A l'heure du digital et de l'Agile à l'échelle de l'entreprise, les offres pour accompagner les équipes et organisations dans ces mutations se multiplient, et la transition reste toujours délicate et longue. Pour démêler les discours, InfoQ FR propose un panorama hétéroclite de ces accompagnants de l'agilité, souvent appelés "coachs", pour donner une voix à ce "métier", et aussi un visage, des pratiques, des modes d'agir dans les organisations.

Cette série propose la vision de coachs français sur leur définition du coaching, leur parcours, leurs réussites et échecs, ainsi que des conseils et éléments de réflexion actuels.

Grégory Alexandre

Coach agile sur Lyon, il accompagne les personnes, les équipes et les entreprises dans la découverte et la maîtrise de l'écosystème "Agile". Il participe également à l'organisation de l'association Club Agile Rhône Alpes Lyon "CARA Lyon" et co-organise la conférence annuelle Mix-IT. Animateur gaucher, Grégory préfère les ciseaux, manier les mots et proposer des ateliers où les autres écrivent.
####
Consigne 1 → Recopiez mot pour mot le passage du texte sur les coachs agiles compris entre « Coach agile sur » et « les autres écrivent. », bornes incluses.
Consigne 2 →
Répondez brièvement à ces questions sur le texte sur les coachs agiles.
(a) Quel média propose le panorama des accompagnants de l'agilité ?
(b) Dans quelle ville Grégory Alexandre est-il coach agile ?
(c) Quelle conférence annuelle co-organise-t-il ?

Extrait de données →
####
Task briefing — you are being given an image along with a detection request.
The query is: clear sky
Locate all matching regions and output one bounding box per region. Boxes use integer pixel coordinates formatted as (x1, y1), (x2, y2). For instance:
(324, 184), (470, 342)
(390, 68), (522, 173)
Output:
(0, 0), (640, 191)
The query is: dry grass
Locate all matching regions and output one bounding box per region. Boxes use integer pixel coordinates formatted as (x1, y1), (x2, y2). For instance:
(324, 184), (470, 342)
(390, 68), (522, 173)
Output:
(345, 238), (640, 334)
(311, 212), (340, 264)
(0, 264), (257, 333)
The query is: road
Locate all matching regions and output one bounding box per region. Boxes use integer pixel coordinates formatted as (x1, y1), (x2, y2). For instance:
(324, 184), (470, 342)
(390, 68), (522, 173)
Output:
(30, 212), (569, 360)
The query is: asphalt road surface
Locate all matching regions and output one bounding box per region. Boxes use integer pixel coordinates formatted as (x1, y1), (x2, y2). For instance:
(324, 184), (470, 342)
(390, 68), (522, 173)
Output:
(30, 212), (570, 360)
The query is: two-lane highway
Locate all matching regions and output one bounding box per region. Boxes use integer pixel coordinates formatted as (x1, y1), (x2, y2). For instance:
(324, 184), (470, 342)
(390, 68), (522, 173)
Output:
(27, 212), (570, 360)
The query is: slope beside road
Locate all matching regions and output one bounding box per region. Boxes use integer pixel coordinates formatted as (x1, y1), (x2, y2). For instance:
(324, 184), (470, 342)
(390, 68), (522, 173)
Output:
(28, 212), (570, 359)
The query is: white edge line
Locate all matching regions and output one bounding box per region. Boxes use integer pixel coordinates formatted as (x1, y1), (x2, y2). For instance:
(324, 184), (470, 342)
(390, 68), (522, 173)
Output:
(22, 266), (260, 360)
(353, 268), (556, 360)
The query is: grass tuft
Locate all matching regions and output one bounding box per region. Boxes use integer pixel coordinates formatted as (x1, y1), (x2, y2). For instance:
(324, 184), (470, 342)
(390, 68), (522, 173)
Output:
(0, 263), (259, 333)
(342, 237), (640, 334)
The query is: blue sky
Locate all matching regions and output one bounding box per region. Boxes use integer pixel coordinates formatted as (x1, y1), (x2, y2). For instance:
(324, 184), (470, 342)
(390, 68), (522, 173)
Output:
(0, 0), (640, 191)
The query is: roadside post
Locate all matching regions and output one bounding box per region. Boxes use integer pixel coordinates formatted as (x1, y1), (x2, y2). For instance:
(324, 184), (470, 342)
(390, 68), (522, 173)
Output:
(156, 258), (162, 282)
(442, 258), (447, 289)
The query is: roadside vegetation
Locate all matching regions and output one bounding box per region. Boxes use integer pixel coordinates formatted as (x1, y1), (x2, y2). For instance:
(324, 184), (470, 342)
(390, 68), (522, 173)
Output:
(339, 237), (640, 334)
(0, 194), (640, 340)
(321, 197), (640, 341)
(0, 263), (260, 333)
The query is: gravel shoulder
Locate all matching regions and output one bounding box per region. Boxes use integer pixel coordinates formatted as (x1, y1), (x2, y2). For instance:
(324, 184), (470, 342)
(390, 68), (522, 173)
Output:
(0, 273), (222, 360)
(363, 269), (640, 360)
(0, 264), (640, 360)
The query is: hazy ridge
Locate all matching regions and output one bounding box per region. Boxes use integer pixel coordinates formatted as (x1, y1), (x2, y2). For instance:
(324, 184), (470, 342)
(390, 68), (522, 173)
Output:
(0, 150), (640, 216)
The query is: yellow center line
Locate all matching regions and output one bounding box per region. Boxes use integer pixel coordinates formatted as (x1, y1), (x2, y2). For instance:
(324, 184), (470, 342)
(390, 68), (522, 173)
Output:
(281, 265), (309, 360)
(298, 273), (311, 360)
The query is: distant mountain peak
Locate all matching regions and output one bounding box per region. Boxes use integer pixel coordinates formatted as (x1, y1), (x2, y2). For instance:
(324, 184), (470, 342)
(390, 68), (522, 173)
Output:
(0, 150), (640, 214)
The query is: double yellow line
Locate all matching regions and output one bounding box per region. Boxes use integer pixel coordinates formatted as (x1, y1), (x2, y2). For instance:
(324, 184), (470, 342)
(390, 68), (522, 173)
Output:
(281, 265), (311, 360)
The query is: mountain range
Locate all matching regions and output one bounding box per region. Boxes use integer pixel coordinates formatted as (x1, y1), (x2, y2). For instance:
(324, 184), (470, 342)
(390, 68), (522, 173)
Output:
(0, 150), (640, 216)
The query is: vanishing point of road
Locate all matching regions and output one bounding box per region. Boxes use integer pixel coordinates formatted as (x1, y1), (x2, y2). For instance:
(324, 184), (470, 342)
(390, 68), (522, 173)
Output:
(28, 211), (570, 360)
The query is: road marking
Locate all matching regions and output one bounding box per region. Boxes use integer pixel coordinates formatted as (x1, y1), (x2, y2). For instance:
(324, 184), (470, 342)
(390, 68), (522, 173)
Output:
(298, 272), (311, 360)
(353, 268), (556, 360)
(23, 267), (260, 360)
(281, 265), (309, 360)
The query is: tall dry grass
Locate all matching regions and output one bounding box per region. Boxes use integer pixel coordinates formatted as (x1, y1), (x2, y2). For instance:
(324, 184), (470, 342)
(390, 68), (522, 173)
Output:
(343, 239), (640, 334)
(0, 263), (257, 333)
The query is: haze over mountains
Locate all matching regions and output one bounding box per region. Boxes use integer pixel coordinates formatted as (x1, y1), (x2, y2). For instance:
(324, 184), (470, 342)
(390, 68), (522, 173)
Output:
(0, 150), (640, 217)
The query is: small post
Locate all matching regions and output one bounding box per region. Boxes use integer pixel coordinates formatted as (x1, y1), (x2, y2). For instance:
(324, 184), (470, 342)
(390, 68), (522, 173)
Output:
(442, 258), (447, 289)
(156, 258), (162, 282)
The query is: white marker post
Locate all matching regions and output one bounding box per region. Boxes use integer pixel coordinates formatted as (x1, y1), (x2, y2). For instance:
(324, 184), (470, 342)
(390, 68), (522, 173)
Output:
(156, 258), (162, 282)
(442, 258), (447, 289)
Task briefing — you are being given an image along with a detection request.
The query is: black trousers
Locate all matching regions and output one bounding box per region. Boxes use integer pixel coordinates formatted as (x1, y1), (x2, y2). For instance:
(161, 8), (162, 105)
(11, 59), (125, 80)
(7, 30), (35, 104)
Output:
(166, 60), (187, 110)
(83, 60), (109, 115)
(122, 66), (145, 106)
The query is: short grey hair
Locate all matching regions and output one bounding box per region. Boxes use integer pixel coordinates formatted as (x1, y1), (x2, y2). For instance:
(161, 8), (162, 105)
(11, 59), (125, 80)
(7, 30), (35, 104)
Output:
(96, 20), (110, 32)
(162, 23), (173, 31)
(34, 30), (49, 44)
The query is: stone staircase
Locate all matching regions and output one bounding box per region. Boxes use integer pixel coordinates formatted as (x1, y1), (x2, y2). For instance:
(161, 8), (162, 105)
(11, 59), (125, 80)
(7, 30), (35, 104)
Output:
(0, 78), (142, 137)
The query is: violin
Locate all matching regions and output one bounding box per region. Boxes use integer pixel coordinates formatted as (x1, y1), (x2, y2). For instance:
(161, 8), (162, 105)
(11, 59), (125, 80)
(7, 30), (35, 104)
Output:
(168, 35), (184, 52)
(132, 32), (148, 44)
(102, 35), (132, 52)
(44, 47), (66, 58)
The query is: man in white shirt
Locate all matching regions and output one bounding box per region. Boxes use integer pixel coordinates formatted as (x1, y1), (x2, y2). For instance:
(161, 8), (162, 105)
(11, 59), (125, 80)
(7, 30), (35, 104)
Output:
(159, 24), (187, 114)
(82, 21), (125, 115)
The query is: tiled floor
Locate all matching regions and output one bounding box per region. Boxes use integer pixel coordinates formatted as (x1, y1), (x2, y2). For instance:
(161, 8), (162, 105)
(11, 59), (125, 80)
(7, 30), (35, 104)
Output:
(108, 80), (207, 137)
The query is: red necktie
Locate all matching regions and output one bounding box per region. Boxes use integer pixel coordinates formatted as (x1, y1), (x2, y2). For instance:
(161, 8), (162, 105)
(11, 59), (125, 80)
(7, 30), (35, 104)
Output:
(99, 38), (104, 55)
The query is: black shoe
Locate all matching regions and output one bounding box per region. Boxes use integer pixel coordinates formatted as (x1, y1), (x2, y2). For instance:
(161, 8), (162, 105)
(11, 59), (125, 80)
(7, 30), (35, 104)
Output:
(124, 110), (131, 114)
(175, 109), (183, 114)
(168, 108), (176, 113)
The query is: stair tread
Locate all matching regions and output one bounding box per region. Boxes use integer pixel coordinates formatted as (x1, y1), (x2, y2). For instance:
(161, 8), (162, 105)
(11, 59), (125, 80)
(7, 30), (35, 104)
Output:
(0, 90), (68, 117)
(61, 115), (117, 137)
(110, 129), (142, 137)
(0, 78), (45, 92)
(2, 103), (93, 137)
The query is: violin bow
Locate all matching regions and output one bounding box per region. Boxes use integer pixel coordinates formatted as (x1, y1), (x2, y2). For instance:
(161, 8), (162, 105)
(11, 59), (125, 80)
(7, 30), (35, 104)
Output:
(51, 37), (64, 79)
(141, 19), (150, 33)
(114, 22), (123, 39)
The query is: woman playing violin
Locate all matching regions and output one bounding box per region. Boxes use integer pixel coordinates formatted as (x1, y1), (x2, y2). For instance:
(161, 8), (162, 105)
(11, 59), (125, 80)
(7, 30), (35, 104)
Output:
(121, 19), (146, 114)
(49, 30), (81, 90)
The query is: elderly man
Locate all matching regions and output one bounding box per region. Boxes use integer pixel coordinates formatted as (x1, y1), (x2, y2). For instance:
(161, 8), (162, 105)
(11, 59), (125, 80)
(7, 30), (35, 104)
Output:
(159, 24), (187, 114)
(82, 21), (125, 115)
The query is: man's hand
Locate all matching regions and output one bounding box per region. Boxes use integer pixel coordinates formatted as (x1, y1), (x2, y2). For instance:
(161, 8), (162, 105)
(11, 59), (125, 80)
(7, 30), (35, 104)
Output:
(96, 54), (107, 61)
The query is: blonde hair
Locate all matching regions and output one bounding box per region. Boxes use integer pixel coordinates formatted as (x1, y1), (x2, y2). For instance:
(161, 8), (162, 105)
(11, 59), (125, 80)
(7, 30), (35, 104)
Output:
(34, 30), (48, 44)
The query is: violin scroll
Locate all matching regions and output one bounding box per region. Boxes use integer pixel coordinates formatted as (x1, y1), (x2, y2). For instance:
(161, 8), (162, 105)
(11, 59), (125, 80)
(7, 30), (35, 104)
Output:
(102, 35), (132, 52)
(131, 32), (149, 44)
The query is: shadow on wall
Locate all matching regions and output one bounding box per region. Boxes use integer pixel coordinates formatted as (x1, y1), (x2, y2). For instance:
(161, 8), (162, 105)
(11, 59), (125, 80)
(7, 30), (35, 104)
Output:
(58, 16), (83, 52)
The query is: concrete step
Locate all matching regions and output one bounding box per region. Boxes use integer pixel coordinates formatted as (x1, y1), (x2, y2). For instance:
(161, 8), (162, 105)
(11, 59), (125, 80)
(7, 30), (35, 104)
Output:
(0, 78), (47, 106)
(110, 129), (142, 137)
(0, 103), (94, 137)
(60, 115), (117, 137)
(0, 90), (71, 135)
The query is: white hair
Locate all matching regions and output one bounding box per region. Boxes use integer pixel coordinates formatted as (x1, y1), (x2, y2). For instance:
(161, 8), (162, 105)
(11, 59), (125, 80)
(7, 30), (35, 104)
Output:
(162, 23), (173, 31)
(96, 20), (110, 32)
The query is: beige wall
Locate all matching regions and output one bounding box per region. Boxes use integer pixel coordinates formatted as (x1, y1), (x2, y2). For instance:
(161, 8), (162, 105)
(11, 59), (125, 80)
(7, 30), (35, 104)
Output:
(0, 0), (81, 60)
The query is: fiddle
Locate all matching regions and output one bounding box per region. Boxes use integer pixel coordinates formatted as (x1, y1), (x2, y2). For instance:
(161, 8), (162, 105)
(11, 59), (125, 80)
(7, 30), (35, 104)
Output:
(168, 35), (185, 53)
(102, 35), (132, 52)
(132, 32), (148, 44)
####
Réponse attendue 1 →
Coach agile sur Lyon, il accompagne les personnes, les équipes et les entreprises dans la découverte et la maîtrise de l'écosystème "Agile". Il participe également à l'organisation de l'association Club Agile Rhône Alpes Lyon "CARA Lyon" et co-organise la conférence annuelle Mix-IT. Animateur gaucher, Grégory préfère les ciseaux, manier les mots et proposer des ateliers où les autres écrivent.

Réponse attendue 2 →
(a) InfoQ FR.
(b) Lyon.
(c) Mix-IT.